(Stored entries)
<<<<

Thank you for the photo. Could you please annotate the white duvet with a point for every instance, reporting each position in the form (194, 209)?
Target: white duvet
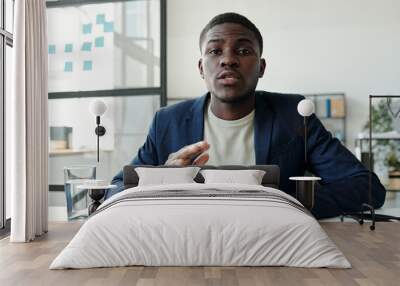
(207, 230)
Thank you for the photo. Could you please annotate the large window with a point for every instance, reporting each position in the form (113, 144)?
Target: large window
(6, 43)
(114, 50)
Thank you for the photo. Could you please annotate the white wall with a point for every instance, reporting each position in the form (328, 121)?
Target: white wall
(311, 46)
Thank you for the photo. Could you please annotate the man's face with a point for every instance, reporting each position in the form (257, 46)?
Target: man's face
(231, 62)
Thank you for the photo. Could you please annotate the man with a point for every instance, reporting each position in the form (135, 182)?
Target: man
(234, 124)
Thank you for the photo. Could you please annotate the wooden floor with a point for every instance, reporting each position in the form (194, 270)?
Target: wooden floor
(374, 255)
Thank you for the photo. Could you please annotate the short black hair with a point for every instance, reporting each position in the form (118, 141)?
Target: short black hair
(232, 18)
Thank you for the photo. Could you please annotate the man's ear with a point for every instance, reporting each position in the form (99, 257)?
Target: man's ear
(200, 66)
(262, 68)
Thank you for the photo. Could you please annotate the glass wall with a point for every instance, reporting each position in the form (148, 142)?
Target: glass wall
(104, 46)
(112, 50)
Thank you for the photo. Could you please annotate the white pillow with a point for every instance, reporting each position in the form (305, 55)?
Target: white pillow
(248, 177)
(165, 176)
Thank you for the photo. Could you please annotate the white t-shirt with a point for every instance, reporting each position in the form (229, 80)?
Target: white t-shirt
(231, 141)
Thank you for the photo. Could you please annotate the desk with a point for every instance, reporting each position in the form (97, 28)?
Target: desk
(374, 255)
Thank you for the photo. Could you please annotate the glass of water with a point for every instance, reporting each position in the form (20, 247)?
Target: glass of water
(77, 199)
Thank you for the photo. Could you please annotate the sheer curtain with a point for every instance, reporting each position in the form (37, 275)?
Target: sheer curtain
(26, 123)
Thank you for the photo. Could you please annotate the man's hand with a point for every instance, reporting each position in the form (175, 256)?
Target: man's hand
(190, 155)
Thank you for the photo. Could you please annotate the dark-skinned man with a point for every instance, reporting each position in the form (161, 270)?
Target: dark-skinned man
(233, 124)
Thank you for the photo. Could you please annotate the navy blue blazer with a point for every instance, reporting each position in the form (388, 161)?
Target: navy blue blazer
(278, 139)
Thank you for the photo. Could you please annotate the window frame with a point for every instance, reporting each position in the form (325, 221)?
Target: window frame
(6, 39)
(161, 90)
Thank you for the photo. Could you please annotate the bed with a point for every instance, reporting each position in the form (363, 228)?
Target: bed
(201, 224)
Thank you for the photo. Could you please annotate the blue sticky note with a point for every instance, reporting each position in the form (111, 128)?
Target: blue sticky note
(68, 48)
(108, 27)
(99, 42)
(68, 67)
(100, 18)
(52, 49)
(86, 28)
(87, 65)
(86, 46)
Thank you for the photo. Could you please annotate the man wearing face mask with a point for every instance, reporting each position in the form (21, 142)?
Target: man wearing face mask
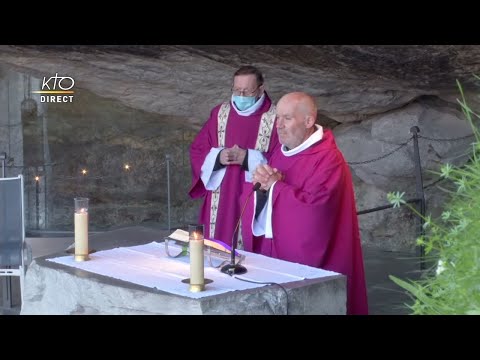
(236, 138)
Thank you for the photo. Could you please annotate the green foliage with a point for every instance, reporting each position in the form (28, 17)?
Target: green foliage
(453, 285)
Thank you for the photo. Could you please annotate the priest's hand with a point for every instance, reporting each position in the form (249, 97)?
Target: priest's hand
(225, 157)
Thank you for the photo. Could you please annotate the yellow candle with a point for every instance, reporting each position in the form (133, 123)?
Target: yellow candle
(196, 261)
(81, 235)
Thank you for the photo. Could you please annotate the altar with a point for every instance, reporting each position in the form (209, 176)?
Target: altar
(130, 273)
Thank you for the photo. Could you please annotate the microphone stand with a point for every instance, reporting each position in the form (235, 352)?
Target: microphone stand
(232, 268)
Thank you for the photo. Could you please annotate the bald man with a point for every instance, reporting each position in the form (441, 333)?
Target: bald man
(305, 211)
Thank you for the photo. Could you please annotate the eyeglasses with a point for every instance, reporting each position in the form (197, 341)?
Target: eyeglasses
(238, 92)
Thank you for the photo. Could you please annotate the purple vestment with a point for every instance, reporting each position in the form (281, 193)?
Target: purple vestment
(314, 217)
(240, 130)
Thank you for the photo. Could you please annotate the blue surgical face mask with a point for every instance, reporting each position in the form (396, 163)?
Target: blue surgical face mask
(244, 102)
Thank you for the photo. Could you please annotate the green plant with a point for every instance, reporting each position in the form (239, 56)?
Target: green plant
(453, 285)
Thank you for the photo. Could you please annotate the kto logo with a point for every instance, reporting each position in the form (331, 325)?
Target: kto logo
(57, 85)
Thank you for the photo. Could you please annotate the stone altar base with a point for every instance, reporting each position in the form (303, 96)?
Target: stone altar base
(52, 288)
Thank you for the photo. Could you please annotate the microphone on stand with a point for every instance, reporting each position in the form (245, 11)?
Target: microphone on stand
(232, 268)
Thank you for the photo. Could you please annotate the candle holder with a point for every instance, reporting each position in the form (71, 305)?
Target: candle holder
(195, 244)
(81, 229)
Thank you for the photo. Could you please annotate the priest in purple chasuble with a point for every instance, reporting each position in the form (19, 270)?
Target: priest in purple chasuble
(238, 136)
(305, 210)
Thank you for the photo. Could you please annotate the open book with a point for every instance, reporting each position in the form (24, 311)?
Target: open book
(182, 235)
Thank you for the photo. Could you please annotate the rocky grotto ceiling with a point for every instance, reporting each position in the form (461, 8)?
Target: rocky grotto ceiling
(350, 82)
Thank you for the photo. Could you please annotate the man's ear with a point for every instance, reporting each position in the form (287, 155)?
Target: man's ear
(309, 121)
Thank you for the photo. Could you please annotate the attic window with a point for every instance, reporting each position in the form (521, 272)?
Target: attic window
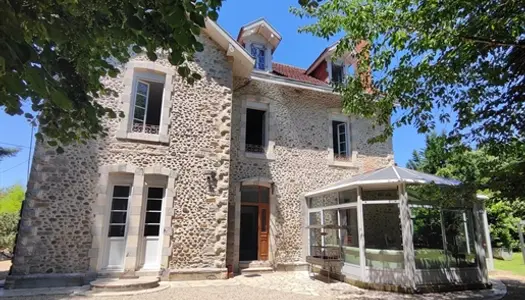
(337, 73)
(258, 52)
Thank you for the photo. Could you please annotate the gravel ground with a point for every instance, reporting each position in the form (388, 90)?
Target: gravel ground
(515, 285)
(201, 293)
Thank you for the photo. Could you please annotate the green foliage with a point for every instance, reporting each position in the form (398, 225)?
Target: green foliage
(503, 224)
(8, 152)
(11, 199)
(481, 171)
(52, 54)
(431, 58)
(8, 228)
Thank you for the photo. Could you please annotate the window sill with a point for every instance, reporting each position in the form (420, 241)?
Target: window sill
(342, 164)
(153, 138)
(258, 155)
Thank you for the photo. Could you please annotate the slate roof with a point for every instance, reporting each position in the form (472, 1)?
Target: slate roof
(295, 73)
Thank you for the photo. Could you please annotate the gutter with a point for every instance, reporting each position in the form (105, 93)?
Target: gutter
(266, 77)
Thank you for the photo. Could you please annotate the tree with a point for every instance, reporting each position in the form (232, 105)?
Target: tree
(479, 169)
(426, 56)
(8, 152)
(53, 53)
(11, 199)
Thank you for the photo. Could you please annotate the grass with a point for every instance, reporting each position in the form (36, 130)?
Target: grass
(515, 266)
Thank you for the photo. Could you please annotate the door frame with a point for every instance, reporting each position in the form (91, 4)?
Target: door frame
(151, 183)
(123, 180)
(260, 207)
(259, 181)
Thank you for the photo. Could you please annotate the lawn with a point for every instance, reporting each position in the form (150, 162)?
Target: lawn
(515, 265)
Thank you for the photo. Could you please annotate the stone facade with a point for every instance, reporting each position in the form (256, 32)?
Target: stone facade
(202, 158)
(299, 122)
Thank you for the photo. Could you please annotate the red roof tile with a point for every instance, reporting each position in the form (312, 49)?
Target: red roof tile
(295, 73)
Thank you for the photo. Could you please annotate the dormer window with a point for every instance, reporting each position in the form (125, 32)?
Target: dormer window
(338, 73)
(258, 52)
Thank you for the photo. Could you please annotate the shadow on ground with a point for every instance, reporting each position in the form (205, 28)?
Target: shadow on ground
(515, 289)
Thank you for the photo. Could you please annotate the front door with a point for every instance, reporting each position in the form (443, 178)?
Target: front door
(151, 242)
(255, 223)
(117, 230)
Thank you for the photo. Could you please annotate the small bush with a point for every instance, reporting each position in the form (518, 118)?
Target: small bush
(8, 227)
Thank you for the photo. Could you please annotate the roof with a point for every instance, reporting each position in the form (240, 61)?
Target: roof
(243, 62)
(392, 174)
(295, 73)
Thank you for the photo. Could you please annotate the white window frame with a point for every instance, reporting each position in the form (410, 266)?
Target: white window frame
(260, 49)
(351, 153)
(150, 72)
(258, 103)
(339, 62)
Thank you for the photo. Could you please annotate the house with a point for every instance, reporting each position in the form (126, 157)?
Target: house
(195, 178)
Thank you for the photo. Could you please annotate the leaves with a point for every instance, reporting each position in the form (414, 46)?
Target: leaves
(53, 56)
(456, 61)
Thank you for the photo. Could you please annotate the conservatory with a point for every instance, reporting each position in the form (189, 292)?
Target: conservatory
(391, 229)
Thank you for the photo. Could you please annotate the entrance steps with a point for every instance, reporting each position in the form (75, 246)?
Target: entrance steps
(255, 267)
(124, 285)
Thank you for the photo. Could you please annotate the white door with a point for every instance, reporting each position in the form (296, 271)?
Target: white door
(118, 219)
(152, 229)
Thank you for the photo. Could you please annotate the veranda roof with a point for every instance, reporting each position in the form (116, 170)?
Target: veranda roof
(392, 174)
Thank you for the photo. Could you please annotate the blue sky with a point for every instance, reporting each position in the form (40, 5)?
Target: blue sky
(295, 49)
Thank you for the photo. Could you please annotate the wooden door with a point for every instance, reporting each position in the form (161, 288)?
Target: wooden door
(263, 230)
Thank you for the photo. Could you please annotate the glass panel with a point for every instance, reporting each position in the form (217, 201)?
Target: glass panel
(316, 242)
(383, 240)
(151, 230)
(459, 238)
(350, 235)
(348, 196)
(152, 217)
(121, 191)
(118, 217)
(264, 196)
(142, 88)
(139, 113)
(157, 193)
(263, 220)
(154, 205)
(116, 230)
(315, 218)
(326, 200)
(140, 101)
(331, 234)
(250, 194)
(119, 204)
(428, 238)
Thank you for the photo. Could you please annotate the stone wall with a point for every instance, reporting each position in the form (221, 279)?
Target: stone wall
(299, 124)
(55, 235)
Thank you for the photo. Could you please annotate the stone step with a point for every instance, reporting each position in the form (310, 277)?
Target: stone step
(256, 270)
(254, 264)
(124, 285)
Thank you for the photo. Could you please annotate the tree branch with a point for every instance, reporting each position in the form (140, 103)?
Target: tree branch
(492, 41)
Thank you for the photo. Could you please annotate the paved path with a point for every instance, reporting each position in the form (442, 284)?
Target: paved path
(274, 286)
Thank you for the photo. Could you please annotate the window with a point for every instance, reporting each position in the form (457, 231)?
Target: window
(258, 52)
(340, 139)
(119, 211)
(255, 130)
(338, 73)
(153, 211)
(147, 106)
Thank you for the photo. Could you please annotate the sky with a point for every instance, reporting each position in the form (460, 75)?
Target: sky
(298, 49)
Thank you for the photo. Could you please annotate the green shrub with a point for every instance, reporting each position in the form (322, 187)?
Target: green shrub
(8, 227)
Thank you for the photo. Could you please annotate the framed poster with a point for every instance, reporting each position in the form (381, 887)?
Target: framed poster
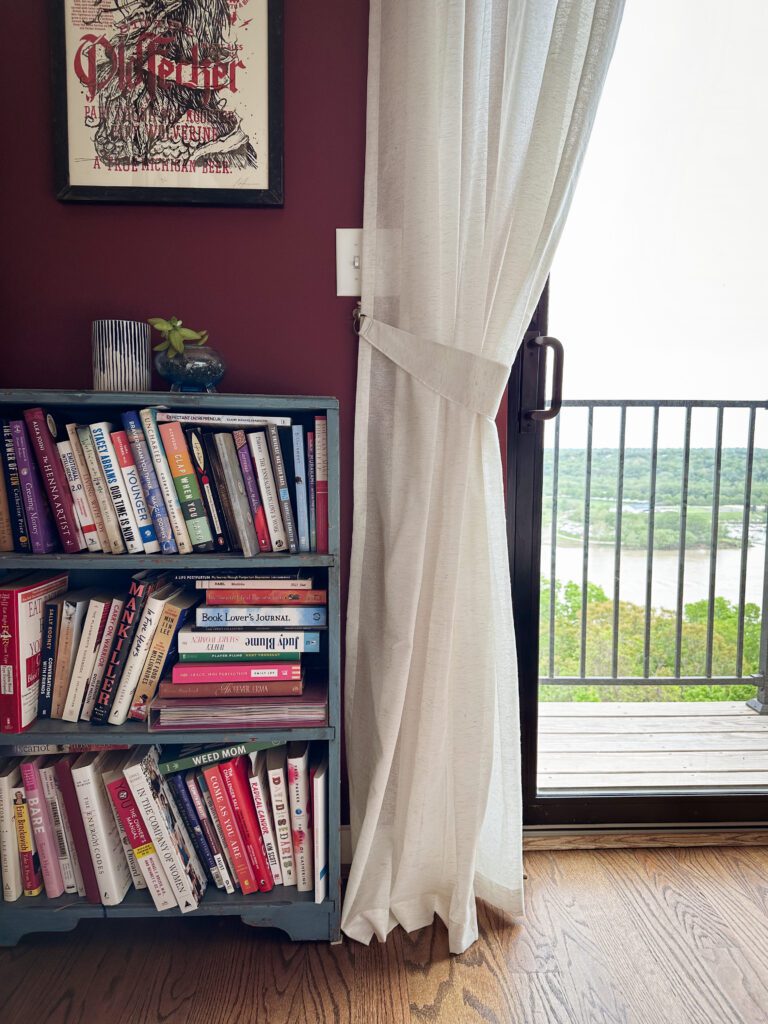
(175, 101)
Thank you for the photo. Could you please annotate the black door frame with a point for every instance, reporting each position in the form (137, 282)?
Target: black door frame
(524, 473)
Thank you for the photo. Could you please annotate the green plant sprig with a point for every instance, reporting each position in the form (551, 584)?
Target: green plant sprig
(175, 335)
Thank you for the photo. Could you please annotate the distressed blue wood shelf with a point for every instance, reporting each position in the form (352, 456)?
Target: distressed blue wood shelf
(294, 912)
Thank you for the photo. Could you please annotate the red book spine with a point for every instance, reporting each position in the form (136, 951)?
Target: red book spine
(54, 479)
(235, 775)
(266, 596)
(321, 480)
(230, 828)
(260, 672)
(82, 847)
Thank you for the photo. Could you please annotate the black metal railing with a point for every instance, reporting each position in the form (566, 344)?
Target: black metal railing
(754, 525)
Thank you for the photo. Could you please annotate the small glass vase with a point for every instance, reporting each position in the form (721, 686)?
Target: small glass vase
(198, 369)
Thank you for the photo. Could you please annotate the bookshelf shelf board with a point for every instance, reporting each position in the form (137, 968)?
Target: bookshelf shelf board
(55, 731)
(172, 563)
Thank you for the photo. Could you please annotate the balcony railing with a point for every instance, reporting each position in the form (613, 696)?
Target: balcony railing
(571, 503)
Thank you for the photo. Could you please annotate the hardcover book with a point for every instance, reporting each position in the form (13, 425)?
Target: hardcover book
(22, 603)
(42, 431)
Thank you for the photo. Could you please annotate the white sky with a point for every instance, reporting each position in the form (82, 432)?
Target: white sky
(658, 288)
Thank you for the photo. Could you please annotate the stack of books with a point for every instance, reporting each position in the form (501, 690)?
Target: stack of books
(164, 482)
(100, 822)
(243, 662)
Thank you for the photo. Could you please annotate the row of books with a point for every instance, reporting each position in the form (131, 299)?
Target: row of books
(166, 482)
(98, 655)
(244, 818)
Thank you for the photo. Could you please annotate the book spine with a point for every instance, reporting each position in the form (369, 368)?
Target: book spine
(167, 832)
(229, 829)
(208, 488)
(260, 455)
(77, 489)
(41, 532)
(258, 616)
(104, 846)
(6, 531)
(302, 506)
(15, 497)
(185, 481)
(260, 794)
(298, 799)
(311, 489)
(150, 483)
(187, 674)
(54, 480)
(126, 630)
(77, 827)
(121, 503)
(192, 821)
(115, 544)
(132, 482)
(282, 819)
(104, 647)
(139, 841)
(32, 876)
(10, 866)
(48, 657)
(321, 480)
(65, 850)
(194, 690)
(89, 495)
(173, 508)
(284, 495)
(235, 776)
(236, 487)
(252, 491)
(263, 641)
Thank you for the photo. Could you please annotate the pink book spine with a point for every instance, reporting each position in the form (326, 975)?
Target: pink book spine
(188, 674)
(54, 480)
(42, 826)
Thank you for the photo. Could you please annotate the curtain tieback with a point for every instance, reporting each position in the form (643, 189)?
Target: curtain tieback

>>>>

Your objective >>
In the data above, count the lines where the word "tieback" appears; reply with the number only.

Exercise answer >>
2